*PROBLEMA 1*: Traduza para o inglês esta frase do trecho sobre a adaptação de escalas para diagnóstico: “Duas escalas foram avaliadas e adaptadas pelos pesquisadores: Escala de Avaliação Cognitiva da Doença de Parkinson (PD-CRS) e Cambridge Neuropsychological Test Automated Battery (CANTAB).”
*PROBLEMA 2*: Reproduza o trecho sobre a adaptação de escalas para diagnóstico a partir das palavras “Adaptação de escalas”, parando logo depois de “(frutas e animais).”.
*PROBLEMA 3*: Retome o texto sobre a adaptação de escalas para diagnóstico da doença de Parkinson e continue-o a partir da última frase apresentada.

*TRECHO*:
Adaptação de escalas para diagnóstico
Duas escalas foram avaliadas e adaptadas pelos pesquisadores: Escala de Avaliação Cognitiva da Doença de Parkinson (PD-CRS) e Cambridge Neuropsychological Test Automated Battery (CANTAB).
Para avaliação da PD-CRS, foram considerados 640 indivíduos saudáveis (40 anos ou mais) de cinco regiões brasileiras distintas. A escala foi adaptada para o Português e validada através de comparação com testes neuropsicológicos amplamente utilizados: Teste das Trilhas, teste dos Trigrama-consonante, Teste dos Cinco Pontos, Fluência verbal (frutas e animais).
“PD-CRS é uma escala com alta capacidade de triar, discriminar e diagnosticar de forma precoce graus leves de perda cognitiva em pacientes com doença de Parkinson, diferentemente de outras escalas neurocognitivas utilizadas na prática clínica atual”, destaca a coordenadora da pesquisa.

*LISTAGEM DE DADOS*:
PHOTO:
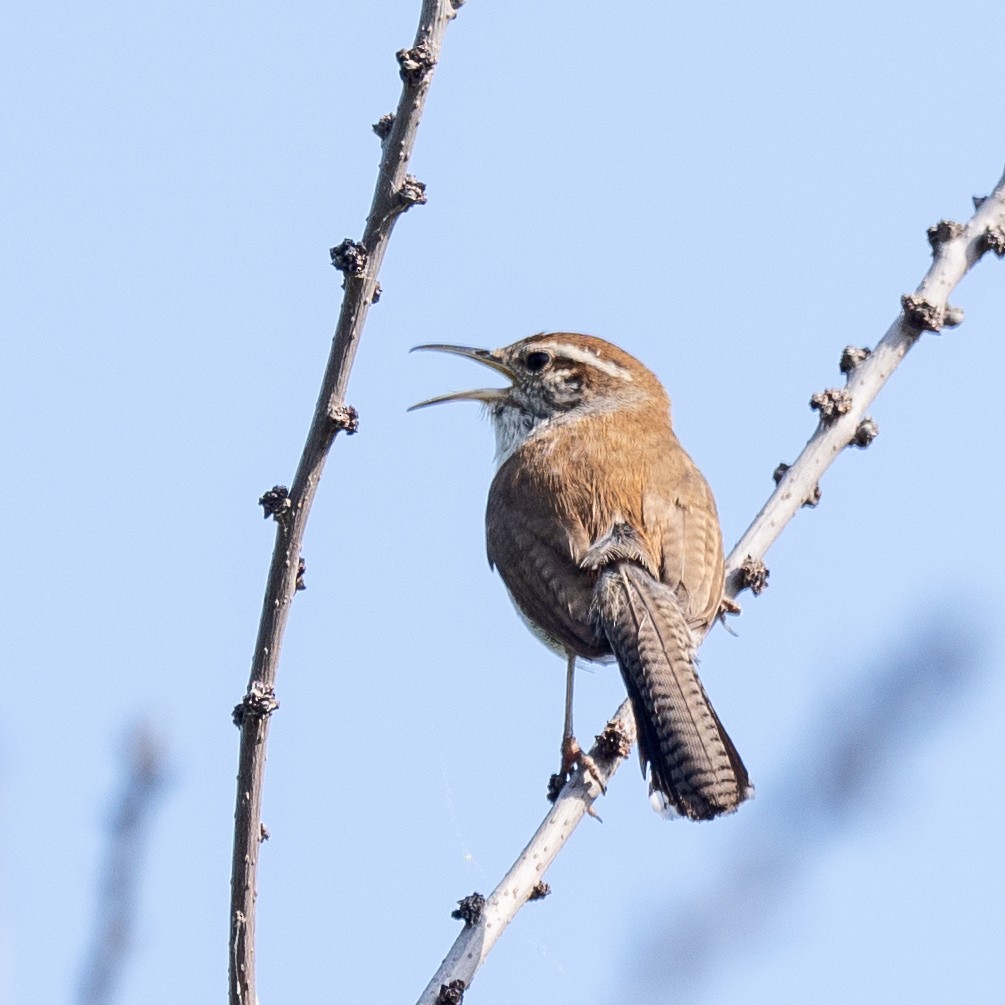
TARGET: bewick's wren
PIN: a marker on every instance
(606, 536)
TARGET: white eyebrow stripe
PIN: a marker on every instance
(583, 356)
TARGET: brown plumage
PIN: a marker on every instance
(607, 538)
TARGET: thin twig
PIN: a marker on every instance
(842, 423)
(394, 193)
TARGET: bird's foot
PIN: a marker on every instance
(574, 759)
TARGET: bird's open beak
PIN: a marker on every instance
(484, 356)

*RESULTADO 1*: Two scales were evaluated and adapted by the researchers: the Parkinson's Disease Cognitive Rating Scale (PD-CRS) and the Cambridge Neuropsychological Test Automated Battery (CANTAB).

*RESULTADO 2*:
Adaptação de escalas para diagnóstico
Duas escalas foram avaliadas e adaptadas pelos pesquisadores: Escala de Avaliação Cognitiva da Doença de Parkinson (PD-CRS) e Cambridge Neuropsychological Test Automated Battery (CANTAB).
Para avaliação da PD-CRS, foram considerados 640 indivíduos saudáveis (40 anos ou mais) de cinco regiões brasileiras distintas. A escala foi adaptada para o Português e validada através de comparação com testes neuropsicológicos amplamente utilizados: Teste das Trilhas, teste dos Trigrama-consonante, Teste dos Cinco Pontos, Fluência verbal (frutas e animais).

*RESULTADO 3*:
De acordo com os resultados atingidos, a escala demonstrou adequada reprodutibilidade e fidedignidade, podendo ser considerada válida como método diagnóstico. A PD-CRS mostrou-se uma escala com alta capacidade de triar, discriminar e diagnosticar, de forma precoce, graus leves de perda cognitiva em pacientes com doença de Parkinson, diferentemente de outras escalas neurocognitivas utilizadas na prática clínica atual.
Já a CANTAB é uma plataforma digital de mensuração de funções cognitivas com ampla aceitabilidade internacional no meio de pesquisa em neurociência cognitiva e no diagnóstico neuropsicológico. No estudo, ela foi aplicada em 30 participantes voluntários subdivididos em DP-CN (Doença de Parkinson – Cognição Normal) e DP-CCL (Doença de Parkinson – Comprometimento Cognitivo Leve). A escala demonstrou adequada validade do teste cognitivo.
Potencial medicamento
Além da adaptação das escalas para diagnóstico, a pesquisadora também testou a segurança de fórmulas produzidas a partir do peptídeo neuroprotetor, presente na peçonha de vespas sociais.
“Os peptídeos bioativos têm sido excelentes candidatos ao desenvolvimento de novos medicamentos, devido a algumas características da sua atividade biológica, como alta especificidade, potência, baixa toxicidade e diversidades química e biológica. A otimização de peptídeos tem sido muito empregada com o intuito de minimizar problemas inerentes aos peptídeos e viabilizar o uso dessas moléculas como fármacos”, indica Márcia Mortari.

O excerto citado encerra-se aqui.